With that being said, there’s plenty to explore and a million questions to be answered. So, will it bring up theories of the past, or create its own path, maybe leaving us with more to debate over the next 40 years?

I’ll start by saying that Doctor Sleep takes some huge risks. Firstly, by following up a movie that has become so influential, it was more than likely to divide viewers opinions before filming even began. Regardless of how you feel about The Shining, there’s no denying the strong footprint it has left on the industry, so taking on the job of continuing this story is not a position many directors would favour.

The film also makes some questionable casting choices. No, I’m not talking about Ewan McGregor’s portrayal of an older Danny Torrance, or Rebecca Ferguson’s creepy on screen appearance as Rose The Hat, but there are some surprise appearances that I’ll avoid going into for the sake of spoilers. Lets just say it was a very ballsy move, that for me actually payed off very well.

Mike Flanagan is still a relatively small name within the film industry. His directing credits include Hush, Oculus and another Stephen King adaptation, Gerald’s Game. All of which were fairly well received, but is that enough to make him the right fit to take on this project? Well, apparently yes. Flanagan confidently showcases his clear talent for the  horror genre. He manages to perfectly pay homage to Kubrick’s mesmerising techniques without tarnishing what came before it, whilst also creating something very unique. Doctor Sleep is a visual feast that strongly takes from Kubrick’s original, whilst managing to draw its own inspiration, and that is one of the greatest decisions this movie makes.

It’s widely recorded that Kubrick veered quite far off of the novel, which in many ways makes Flanagan’s job much more challenging. Does he stick with the direction in which Kubrick took the story, or remain more faithful to King’s sequel novel? As was expected, he attempts to do both.

This feels very different to the more thought provoking events played out in The Shining. By keeping more in theme with the book, we get to explore the mysteries that where previously left in the dark. Certainly in its build up (with the exception of some well shot flashbacks), you get the impression you’re watching an entirely different story unfold. Leading to its final act however, everything seems to come back to you with spine chilling nostalgia, in what becomes the movies most ambitious decision making.

Starring alongside Ewan McGregor and Rebecca Ferguson is newcomer Kyliegh Curran. The new kid on the block with the ability to ‘shine’, and that is exactly what she does with her performance of Abra Stone. Her performance becomes the most memorable and going forward, she would be someone to look out for.

Doctor Sleep unsurprisingly comes with an abundance of nods and references to The Shining, some of which are more subtle than others, but it’s a horror fans holy grail. It’s a movie that takes time with its development, but once the ball gets rolling, it draws you into every element with an hypnotic effect. It has to be said that the smartest thing you can do when approaching this next chapter, is to not expect another Shining. Approach it with a clear mind and let Flanagan’s interpretation take you down an unfamiliar road. But to be fully immersed in the experience of one of 2019’s best movies, a recent trip to The Overlook Hotel would be necessary.

□ □ □ □ □ □ □

◆ CHALLENGES
- 1) Rewrite the Doctor Sleep review, starting with "The film also" and going on through "off very well.", with "bold" in place of "questionable".
- 2) Answer these questions about the Doctor Sleep review:
(a) Which character does Ewan McGregor portray?
(b) What earlier Stephen King adaptation did Mike Flanagan direct?
(c) Who plays Abra Stone?
Rely on the Doctor Sleep review by itself, with no outside knowledge.

□ □ □ □ □ □ □

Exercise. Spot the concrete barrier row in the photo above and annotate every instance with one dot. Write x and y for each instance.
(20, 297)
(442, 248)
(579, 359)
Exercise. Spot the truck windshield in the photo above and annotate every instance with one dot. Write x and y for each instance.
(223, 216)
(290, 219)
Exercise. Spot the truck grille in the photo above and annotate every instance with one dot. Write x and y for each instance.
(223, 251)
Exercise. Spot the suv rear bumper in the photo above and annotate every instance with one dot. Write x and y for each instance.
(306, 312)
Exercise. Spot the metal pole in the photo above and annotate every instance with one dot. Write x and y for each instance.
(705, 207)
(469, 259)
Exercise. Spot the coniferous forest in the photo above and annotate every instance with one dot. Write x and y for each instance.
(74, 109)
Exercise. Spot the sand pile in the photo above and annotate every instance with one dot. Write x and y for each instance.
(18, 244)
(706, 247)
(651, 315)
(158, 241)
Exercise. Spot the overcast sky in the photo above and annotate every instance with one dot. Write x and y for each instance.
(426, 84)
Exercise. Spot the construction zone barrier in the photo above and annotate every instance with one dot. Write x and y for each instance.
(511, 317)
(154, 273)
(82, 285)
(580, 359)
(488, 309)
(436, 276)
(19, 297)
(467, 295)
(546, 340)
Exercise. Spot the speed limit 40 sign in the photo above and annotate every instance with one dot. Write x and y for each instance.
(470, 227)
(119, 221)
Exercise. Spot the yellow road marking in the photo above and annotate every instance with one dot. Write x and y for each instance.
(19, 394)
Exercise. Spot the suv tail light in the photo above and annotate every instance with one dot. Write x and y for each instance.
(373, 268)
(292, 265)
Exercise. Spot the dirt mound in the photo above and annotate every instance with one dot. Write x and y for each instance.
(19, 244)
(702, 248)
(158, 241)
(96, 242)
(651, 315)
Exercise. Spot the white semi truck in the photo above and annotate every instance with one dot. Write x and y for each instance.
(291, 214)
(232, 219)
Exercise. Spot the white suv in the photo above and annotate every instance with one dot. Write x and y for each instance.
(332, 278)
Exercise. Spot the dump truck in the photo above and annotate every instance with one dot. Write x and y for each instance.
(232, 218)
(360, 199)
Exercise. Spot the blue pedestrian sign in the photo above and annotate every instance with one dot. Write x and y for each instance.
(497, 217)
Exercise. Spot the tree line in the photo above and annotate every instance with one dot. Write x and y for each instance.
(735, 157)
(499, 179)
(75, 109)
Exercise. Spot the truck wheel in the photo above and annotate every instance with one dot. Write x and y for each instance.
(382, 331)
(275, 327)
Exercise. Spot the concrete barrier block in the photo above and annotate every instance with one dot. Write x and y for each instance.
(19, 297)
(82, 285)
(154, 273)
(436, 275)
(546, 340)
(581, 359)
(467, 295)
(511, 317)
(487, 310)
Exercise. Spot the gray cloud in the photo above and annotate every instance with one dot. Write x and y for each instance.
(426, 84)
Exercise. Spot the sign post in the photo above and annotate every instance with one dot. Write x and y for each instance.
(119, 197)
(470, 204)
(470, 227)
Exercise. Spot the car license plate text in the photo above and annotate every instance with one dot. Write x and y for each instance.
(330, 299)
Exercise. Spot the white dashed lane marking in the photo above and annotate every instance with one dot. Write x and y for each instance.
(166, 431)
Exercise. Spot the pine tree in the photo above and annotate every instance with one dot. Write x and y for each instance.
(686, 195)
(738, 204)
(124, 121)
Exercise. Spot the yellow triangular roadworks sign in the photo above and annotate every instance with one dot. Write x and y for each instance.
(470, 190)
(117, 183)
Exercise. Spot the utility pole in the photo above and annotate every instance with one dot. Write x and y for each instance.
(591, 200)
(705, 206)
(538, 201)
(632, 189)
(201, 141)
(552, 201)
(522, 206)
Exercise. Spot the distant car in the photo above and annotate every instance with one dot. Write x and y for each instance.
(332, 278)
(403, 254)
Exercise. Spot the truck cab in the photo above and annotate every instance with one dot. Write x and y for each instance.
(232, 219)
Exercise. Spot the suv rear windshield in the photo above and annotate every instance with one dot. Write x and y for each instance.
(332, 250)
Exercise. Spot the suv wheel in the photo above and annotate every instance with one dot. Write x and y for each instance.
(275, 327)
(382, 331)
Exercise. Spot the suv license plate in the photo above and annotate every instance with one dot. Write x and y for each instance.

□ □ □ □ □ □ □

◆ ANSWERS TO THE EXERCISE
- 1)
The film also makes some bold casting choices. No, I’m not talking about Ewan McGregor’s portrayal of an older Danny Torrance, or Rebecca Ferguson’s creepy on screen appearance as Rose The Hat, but there are some surprise appearances that I’ll avoid going into for the sake of spoilers. Lets just say it was a very ballsy move, that for me actually payed off very well.

- 2)
(a) An older Danny Torrance
(b) Gerald's Game
(c) Kyliegh Curran